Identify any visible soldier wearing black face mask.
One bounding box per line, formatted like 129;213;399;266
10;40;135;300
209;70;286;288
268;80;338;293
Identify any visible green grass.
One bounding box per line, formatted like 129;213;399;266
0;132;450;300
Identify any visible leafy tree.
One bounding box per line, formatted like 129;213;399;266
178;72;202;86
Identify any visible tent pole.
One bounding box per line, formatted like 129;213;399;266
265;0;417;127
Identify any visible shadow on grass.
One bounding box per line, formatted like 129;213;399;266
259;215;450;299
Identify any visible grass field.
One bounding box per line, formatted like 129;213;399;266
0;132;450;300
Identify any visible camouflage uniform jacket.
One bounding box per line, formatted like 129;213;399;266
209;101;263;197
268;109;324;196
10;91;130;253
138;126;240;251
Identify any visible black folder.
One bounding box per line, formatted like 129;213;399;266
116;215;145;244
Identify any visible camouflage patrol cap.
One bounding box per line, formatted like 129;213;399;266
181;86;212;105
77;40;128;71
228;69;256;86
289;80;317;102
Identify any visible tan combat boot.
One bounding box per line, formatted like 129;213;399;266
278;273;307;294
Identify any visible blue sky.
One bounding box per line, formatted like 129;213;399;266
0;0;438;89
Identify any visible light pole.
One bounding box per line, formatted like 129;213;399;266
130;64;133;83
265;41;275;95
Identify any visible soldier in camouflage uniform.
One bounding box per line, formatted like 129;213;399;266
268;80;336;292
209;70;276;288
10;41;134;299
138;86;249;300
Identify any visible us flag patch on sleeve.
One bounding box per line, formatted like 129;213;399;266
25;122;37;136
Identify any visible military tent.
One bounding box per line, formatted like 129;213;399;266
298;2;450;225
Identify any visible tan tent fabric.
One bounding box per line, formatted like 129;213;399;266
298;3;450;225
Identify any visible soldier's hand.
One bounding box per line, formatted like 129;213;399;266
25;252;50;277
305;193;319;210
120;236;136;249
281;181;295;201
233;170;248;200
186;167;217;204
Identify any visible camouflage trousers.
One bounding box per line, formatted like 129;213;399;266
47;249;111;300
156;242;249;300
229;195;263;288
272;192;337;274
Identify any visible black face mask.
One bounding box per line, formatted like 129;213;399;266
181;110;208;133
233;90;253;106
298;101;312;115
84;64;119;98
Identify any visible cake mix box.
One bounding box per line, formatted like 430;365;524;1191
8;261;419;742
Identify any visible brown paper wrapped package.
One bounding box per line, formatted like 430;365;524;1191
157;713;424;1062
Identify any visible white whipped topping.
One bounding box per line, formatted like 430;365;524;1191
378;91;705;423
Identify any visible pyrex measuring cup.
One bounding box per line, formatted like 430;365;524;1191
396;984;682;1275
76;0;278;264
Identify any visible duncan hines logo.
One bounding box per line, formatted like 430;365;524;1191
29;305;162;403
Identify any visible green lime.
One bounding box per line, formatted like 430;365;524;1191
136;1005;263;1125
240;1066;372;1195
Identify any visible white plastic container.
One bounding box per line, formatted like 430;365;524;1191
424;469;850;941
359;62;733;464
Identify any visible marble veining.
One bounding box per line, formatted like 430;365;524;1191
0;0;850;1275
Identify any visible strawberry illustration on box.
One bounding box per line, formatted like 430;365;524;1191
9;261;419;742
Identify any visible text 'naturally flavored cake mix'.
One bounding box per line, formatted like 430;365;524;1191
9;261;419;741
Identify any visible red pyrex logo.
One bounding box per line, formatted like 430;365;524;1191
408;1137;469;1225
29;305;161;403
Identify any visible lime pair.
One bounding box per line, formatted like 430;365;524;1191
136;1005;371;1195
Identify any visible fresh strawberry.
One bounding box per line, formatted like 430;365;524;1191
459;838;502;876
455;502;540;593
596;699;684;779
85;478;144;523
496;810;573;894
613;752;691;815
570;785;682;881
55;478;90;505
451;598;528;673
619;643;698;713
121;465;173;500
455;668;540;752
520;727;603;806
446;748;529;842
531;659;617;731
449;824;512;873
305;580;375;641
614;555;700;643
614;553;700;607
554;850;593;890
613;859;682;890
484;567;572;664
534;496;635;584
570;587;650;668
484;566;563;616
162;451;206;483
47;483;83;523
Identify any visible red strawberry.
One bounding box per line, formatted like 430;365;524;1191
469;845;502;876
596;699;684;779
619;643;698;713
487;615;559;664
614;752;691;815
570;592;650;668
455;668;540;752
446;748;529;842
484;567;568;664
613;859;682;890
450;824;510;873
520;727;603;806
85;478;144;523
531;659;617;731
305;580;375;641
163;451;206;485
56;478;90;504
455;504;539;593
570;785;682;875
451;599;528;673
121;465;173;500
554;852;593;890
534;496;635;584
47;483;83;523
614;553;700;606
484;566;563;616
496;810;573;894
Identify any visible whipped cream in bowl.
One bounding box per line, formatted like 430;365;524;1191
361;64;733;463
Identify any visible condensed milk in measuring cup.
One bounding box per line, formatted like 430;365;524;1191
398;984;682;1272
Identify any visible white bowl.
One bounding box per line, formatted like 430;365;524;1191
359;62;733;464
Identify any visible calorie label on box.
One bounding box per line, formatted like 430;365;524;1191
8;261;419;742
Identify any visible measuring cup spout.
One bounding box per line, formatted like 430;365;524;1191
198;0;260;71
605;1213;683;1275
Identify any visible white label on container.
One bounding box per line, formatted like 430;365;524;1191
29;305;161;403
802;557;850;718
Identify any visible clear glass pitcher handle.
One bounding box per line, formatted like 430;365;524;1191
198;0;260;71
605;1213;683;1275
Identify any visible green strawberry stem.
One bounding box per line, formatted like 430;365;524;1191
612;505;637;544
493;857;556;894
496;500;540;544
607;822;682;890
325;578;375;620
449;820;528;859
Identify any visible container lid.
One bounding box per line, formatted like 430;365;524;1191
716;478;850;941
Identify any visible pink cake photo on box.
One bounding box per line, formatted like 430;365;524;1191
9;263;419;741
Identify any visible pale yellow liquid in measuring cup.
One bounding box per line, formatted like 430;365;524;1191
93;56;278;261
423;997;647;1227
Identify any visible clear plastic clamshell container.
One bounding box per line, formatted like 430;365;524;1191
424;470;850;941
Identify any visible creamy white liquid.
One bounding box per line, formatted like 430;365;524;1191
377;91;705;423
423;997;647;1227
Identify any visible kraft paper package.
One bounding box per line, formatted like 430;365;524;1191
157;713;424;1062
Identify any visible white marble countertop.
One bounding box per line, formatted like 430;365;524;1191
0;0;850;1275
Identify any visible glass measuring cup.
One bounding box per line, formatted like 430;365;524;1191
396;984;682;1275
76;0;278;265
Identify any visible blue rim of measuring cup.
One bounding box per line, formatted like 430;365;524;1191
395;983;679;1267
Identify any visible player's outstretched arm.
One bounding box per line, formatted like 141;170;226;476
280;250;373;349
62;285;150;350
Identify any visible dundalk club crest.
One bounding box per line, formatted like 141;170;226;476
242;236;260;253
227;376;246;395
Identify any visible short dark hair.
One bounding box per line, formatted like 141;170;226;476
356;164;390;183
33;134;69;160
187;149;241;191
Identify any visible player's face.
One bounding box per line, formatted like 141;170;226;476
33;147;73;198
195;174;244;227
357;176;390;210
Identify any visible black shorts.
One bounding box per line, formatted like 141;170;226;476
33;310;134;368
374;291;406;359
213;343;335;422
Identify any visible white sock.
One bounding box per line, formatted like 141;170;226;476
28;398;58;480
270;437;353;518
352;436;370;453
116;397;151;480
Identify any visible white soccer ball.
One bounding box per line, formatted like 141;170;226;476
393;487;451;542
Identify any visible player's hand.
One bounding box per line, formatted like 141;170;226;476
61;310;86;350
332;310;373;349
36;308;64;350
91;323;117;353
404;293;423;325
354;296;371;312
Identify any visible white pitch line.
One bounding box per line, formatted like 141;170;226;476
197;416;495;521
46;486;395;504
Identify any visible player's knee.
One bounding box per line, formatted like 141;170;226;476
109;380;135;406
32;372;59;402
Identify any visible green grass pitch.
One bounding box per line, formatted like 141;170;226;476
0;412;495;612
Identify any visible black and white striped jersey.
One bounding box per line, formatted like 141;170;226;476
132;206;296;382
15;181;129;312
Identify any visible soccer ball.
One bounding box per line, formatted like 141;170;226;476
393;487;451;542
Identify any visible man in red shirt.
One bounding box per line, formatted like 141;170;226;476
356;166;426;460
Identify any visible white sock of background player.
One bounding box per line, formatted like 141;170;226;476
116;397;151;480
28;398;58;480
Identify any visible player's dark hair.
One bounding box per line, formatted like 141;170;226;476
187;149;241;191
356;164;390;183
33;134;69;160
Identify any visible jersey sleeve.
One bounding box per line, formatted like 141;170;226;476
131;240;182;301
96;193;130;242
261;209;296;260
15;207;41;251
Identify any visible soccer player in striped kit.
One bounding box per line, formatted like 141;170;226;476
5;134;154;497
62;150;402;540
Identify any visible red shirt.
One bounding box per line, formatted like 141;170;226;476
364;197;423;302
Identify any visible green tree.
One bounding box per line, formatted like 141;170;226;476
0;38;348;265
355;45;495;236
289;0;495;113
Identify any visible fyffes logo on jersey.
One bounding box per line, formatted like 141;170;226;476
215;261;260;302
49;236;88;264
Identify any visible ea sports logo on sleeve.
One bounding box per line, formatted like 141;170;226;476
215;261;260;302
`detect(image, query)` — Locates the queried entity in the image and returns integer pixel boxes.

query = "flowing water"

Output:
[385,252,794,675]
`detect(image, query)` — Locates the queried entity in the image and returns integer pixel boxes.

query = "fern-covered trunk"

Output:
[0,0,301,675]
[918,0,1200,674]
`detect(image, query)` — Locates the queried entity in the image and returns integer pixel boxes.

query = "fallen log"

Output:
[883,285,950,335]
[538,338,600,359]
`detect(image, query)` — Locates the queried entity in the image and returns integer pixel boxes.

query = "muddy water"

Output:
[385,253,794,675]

Zadanie ▸ Przepisz ponownie wszystko od wiersza zawierającego „Identify any visible camouflage trousers.” aż do wiersza zawierającego „272;192;337;274”, oba włącznie i niczego nie pomijając. Przesuń przy tym o -127 każdą liczbę we współrzędnych ramek podanych w odpowiedziach, a pozostałe wiersze zostaw bez zmian.

Odpowiedź pisemna ▸
Identify any visible camouflage trousers.
One bounding box per line, formatted like 129;213;399;266
-80;122;-16;173
29;115;122;173
102;68;136;161
145;65;210;147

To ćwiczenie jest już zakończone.